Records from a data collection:
* start *

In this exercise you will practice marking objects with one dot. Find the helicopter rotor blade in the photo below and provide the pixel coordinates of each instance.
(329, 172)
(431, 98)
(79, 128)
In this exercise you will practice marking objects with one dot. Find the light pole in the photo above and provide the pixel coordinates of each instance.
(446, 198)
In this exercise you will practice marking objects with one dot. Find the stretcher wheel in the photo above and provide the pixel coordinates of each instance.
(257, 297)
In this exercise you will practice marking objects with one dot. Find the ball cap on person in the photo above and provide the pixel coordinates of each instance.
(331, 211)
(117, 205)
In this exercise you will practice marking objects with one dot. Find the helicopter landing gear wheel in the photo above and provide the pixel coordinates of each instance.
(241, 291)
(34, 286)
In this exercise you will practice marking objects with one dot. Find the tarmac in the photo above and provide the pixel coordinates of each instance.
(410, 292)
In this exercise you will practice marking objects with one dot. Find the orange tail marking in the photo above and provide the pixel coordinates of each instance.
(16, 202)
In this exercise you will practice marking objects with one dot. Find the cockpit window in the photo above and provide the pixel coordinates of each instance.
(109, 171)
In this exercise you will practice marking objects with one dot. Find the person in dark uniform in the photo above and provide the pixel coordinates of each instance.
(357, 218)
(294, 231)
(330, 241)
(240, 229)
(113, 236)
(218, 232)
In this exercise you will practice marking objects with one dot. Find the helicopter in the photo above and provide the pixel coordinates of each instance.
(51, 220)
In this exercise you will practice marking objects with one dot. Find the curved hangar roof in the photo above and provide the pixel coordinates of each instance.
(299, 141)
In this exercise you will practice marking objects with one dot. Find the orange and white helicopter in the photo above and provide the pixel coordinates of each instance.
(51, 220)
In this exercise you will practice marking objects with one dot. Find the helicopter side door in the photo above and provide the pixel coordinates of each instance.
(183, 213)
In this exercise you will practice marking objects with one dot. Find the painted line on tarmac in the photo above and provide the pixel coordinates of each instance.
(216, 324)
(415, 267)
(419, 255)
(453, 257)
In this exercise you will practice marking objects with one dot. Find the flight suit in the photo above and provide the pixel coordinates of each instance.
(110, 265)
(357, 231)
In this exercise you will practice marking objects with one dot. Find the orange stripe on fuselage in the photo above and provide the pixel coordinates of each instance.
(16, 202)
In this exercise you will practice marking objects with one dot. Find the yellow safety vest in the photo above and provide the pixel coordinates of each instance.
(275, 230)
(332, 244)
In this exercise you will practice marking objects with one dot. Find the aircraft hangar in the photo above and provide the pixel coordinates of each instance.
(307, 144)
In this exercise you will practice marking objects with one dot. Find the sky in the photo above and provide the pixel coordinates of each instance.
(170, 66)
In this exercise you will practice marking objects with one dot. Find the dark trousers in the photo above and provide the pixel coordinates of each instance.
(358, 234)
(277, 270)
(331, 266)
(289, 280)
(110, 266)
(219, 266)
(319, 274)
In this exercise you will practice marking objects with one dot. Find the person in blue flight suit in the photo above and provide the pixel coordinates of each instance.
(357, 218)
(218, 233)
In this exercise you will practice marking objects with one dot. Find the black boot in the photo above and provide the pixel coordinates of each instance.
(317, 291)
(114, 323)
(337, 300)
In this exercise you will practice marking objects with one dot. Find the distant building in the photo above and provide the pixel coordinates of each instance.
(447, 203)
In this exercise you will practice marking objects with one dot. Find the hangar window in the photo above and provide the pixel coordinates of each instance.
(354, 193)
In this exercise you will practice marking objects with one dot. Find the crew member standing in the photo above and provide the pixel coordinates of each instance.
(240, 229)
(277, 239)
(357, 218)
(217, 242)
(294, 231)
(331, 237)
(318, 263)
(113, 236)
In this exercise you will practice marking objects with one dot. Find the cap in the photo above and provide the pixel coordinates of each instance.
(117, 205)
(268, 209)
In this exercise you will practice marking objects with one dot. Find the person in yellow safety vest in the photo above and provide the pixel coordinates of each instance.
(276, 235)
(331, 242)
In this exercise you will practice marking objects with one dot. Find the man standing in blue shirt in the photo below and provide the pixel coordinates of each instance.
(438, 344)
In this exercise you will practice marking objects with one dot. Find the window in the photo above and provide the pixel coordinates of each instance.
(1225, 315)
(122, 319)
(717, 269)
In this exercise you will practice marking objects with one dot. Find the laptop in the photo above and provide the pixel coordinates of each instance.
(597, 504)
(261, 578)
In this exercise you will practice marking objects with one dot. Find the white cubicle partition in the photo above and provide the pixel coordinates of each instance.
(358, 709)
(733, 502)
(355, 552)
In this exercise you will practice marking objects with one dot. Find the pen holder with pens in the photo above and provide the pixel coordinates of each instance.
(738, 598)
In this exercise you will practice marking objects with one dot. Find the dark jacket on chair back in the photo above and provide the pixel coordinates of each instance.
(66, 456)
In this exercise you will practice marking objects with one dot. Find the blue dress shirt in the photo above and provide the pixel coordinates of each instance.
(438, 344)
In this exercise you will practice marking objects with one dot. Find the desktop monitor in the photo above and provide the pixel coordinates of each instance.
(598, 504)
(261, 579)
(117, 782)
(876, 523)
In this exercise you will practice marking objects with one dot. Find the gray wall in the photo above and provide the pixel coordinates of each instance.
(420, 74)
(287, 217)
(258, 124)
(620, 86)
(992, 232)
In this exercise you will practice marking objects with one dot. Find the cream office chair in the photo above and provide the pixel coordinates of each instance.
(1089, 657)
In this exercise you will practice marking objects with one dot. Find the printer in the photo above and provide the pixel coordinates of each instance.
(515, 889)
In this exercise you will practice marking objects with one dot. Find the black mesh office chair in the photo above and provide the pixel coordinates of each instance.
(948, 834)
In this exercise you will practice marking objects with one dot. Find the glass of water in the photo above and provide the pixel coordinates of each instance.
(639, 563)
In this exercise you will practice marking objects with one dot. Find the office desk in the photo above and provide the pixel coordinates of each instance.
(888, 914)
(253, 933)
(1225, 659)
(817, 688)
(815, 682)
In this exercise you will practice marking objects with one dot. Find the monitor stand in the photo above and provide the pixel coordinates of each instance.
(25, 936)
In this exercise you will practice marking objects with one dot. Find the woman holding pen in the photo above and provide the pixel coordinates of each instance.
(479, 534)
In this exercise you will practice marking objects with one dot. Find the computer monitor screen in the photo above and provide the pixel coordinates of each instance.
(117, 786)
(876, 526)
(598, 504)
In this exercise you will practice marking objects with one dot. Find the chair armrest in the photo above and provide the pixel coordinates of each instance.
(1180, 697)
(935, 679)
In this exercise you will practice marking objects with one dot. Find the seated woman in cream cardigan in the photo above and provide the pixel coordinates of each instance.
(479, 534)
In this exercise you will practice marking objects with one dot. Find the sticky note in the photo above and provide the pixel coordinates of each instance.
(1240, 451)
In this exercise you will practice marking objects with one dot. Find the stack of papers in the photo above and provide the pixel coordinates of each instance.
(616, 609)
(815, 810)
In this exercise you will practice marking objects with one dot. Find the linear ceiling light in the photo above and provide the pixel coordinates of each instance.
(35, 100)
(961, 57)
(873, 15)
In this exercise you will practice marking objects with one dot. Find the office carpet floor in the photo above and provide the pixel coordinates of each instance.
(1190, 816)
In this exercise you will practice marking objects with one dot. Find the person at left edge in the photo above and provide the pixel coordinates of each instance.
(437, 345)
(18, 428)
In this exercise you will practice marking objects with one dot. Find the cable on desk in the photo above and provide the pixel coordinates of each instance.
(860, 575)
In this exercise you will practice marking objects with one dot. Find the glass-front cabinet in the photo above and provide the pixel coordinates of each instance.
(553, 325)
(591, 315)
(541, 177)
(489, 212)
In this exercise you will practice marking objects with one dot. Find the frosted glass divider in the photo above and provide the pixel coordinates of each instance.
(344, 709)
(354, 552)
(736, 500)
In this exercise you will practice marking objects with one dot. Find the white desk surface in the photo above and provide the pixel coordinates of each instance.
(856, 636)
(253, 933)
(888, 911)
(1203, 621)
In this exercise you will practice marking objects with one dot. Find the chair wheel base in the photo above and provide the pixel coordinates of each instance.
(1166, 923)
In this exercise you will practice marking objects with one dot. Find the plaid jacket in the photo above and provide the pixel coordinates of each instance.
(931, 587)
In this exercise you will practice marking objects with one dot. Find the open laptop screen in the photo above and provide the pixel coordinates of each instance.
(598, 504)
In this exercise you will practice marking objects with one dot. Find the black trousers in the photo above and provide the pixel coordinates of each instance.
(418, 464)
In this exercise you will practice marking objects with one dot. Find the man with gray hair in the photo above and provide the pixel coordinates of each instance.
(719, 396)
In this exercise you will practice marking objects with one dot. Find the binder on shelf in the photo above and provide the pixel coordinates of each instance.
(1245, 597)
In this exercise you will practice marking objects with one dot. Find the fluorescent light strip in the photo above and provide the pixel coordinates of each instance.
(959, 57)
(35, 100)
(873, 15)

* end *

** What you should do **
In the listing above, find the line containing "the person at", then reproduce it and each line after it through the end, exactly and with nothing added.

** Output for this exercise **
In this exercise you will practice marking objects with one dot. Find the person at left edge in the photo above and provide the pixel coordinates of each instance.
(437, 345)
(18, 428)
In this exercise you will practice marking objects with one dot. Find the cable on desk in the photo above and provide the pixel coordinates of each instance.
(860, 575)
In this exercise you will practice marking objects with one dot. Find the glass-front cabinet in the photo above and provide the pixel coordinates of each instance.
(553, 325)
(591, 315)
(541, 177)
(489, 212)
In this exercise you will practice marking objects with one dot. Find the frosted glass divider in the photo above and provide the pixel coordinates of each instance.
(344, 709)
(354, 552)
(736, 500)
In this exercise you will practice marking objects with one dot. Find the white desk surface in the photo above and provide the pixel coordinates of each instance.
(856, 636)
(253, 933)
(888, 911)
(1203, 621)
In this exercise you will practice marking objects with one dot. Find the chair wheel base in the photo above and provide the pixel coordinates of each instance.
(1166, 923)
In this exercise you will practice marking objects with one dot. Find the plaid jacket in the photo above and provide the pixel coordinates of each instance.
(931, 587)
In this exercise you will practice marking objects with one dot. Find the open laptop screen in the photo above and provide the pixel coordinates of each instance.
(598, 504)
In this exercise you will practice marking objects with one dot. Find the black trousers in the photo above and provide the pixel coordinates of each instance.
(418, 464)
In this exercise you will practice marking objects with one dot. Find the man with gray hair in the photo above and provide the pixel coordinates of each instance.
(719, 396)
In this exercise you will practice marking objects with one dot. Find the binder on shelf in the photo above and provide the pixel coordinates of each instance.
(1245, 597)
In this exercise you will practice marking objects with one dot. Find the fluorescent light strip in the photo above and provide the pixel coordinates of each instance.
(959, 57)
(35, 100)
(873, 15)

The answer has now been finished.